Answer these questions using the passage on mealtime rules and picky eating.
(a) Under the division of responsibility, what does the parent provide?
(b) What does the passage say is the child's responsibility?
(c) What long-term aim does the passage suggest keeping in mind when dealing with picky eating?

··· Excerpt provided ···

Setting mealtime rules and boundaries is important in ensuring that the feeding dynamics are clear and that the division of responsibility (DOR) is followed. According to the DOR, your responsibility as a parent is to provide the where, when and what as it relates to feeding. It is your child’s responsibility to decide if and how much food they consume. By dividing the feeding responsibility, you allow eating times to be pleasant and positive, while allowing your child to grow predictably. By politely telling your child that the kitchen will be closed after the eating opportunity, you regain control of mealtime and are setting them up for a successful meal and snack-time schedule. When kids are in charge of what they eat and when, picky eating often skyrockets and mealtime chaos ensues.


When dealing with picky eating, it’s easy to feel overwhelmed and look for immediate solutions. Instead of thinking short term (I want my kid to eat now), which often leads to mealtime pressure, hovering and even bribing your child to eat, remember to think long term (I want my child to have a healthy relationship with food).

··· Information shown ···

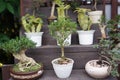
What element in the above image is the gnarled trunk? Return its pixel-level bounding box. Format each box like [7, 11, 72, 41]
[13, 50, 40, 71]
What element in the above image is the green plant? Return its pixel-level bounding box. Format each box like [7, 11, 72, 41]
[48, 0, 77, 64]
[22, 14, 43, 32]
[75, 8, 92, 31]
[0, 0, 20, 38]
[54, 0, 70, 20]
[98, 16, 107, 38]
[49, 18, 76, 63]
[0, 37, 41, 72]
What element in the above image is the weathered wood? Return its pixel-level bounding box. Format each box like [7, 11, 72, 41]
[2, 64, 12, 80]
[10, 69, 117, 80]
[24, 45, 98, 69]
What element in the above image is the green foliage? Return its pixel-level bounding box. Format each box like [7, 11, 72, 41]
[54, 0, 70, 20]
[0, 37, 35, 54]
[0, 0, 20, 15]
[75, 8, 92, 31]
[95, 39, 120, 77]
[22, 14, 43, 32]
[49, 19, 77, 45]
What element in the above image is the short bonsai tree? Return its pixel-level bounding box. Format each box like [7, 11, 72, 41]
[48, 0, 77, 64]
[0, 37, 41, 72]
[21, 14, 43, 33]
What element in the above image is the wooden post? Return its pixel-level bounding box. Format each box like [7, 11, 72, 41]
[111, 0, 118, 19]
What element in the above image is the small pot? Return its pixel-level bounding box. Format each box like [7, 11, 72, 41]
[51, 58, 74, 78]
[85, 60, 111, 78]
[25, 32, 43, 47]
[88, 10, 103, 24]
[57, 34, 71, 46]
[77, 30, 95, 45]
[10, 67, 43, 80]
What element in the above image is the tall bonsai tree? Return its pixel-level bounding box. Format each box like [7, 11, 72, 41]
[48, 0, 77, 64]
[0, 37, 41, 72]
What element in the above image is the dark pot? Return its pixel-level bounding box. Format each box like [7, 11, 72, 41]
[10, 67, 43, 80]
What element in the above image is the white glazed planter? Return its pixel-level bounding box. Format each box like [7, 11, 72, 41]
[85, 60, 111, 78]
[77, 30, 95, 45]
[88, 10, 103, 24]
[25, 32, 43, 47]
[52, 58, 74, 78]
[57, 34, 71, 46]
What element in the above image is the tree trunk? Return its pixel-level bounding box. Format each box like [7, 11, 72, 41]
[13, 50, 40, 71]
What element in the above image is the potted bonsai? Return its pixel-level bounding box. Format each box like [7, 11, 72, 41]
[48, 2, 77, 78]
[85, 15, 120, 80]
[21, 14, 43, 47]
[75, 8, 95, 45]
[85, 39, 112, 78]
[0, 37, 43, 80]
[88, 0, 103, 24]
[49, 18, 76, 78]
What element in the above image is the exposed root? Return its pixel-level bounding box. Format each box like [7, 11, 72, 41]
[13, 50, 40, 71]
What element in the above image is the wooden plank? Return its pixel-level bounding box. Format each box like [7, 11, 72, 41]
[10, 69, 117, 80]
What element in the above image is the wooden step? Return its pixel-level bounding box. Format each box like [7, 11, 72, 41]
[16, 45, 98, 70]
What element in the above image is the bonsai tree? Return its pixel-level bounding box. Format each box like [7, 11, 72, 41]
[98, 16, 107, 38]
[21, 14, 43, 33]
[48, 0, 77, 63]
[75, 8, 92, 31]
[48, 0, 57, 20]
[49, 18, 76, 61]
[93, 0, 98, 11]
[0, 37, 42, 72]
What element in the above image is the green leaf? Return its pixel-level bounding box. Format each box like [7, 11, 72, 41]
[7, 3, 14, 14]
[0, 1, 6, 13]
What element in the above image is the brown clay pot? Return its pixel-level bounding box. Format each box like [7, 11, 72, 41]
[10, 67, 43, 80]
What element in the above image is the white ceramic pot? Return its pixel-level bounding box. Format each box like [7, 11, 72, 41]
[77, 30, 95, 45]
[25, 32, 43, 47]
[57, 34, 71, 46]
[85, 60, 111, 78]
[88, 10, 103, 24]
[52, 58, 74, 78]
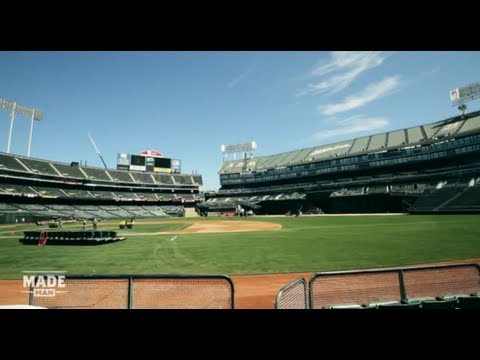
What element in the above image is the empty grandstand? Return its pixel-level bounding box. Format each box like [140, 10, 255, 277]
[199, 111, 480, 214]
[0, 153, 202, 223]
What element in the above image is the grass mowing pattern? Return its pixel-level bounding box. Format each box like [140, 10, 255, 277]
[0, 215, 480, 279]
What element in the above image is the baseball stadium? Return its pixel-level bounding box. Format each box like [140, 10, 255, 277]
[0, 51, 480, 310]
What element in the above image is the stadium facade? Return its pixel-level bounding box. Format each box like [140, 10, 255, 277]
[199, 111, 480, 214]
[0, 153, 202, 223]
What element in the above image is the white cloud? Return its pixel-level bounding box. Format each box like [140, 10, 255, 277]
[295, 51, 388, 96]
[227, 65, 255, 89]
[311, 115, 389, 141]
[318, 75, 401, 115]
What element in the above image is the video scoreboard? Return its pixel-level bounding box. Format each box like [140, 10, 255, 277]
[117, 150, 181, 174]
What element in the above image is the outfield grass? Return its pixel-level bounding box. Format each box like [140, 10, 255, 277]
[0, 215, 480, 279]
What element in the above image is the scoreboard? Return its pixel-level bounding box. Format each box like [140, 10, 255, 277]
[117, 153, 181, 174]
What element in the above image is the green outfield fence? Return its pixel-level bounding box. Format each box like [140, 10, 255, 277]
[29, 275, 235, 309]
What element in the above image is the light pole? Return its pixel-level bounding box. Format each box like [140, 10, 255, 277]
[0, 98, 43, 156]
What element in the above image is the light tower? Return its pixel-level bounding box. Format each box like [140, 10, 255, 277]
[450, 81, 480, 115]
[0, 98, 43, 156]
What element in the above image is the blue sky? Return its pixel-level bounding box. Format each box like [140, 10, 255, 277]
[0, 51, 480, 189]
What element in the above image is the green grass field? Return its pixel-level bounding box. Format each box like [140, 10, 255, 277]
[0, 215, 480, 279]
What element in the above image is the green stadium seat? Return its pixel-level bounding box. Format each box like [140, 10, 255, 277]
[323, 304, 362, 309]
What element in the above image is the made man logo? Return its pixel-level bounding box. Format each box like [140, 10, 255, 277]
[22, 271, 67, 297]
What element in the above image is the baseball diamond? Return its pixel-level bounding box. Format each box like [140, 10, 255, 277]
[0, 52, 480, 310]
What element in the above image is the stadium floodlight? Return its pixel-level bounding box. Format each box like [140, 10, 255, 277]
[450, 81, 480, 114]
[220, 141, 257, 160]
[0, 98, 43, 156]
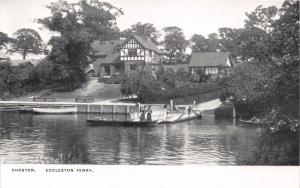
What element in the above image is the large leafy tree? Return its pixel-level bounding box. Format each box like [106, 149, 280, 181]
[162, 26, 188, 62]
[245, 5, 278, 32]
[122, 22, 160, 44]
[9, 28, 44, 59]
[38, 0, 123, 87]
[220, 0, 300, 125]
[0, 31, 11, 50]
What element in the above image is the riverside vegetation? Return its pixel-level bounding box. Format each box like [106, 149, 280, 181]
[0, 0, 300, 164]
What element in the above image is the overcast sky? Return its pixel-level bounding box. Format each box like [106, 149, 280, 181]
[0, 0, 283, 58]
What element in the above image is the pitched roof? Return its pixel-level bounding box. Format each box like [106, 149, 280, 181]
[9, 59, 42, 66]
[92, 40, 124, 56]
[125, 35, 162, 54]
[189, 52, 229, 67]
[0, 51, 9, 59]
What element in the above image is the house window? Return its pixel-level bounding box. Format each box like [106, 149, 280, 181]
[128, 49, 137, 57]
[152, 65, 156, 71]
[205, 67, 219, 75]
[104, 65, 110, 76]
[129, 64, 136, 71]
[151, 51, 154, 58]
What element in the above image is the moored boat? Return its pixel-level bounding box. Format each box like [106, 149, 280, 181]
[87, 117, 157, 126]
[32, 107, 77, 114]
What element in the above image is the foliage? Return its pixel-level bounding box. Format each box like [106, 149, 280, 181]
[190, 33, 221, 53]
[0, 31, 11, 50]
[162, 26, 188, 62]
[218, 1, 300, 131]
[214, 104, 233, 119]
[121, 71, 161, 102]
[0, 62, 33, 97]
[9, 28, 44, 59]
[245, 5, 278, 32]
[38, 0, 123, 89]
[190, 34, 208, 53]
[241, 130, 299, 165]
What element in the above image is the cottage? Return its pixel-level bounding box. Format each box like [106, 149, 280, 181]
[0, 51, 9, 63]
[189, 52, 231, 78]
[92, 35, 162, 77]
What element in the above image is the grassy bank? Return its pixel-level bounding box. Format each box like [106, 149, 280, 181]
[13, 80, 122, 102]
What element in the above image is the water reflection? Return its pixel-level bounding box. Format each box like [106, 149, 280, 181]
[0, 112, 274, 165]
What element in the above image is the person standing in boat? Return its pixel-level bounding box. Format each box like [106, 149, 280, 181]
[147, 106, 152, 121]
[187, 106, 192, 117]
[140, 106, 145, 121]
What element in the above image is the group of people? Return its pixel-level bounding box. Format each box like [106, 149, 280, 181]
[140, 106, 152, 121]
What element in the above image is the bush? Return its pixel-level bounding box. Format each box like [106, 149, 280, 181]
[214, 104, 233, 119]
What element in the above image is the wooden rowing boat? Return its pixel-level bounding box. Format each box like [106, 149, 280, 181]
[32, 107, 77, 114]
[239, 119, 269, 126]
[86, 117, 157, 126]
[159, 113, 202, 124]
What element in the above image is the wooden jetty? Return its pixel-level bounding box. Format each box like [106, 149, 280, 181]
[0, 101, 138, 114]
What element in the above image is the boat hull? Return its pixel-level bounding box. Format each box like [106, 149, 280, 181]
[239, 119, 269, 127]
[87, 119, 157, 126]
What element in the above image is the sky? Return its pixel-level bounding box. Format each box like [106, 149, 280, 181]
[0, 0, 283, 58]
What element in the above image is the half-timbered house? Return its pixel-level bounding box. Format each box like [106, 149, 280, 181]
[189, 52, 231, 78]
[92, 35, 162, 77]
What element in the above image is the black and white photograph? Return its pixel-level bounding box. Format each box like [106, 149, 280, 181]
[0, 0, 300, 187]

···

__Right answer__.
(a) The where, when and what as it relates to feeding.
(b) Deciding if and how much food they consume.
(c) Wanting the child to have a healthy relationship with food.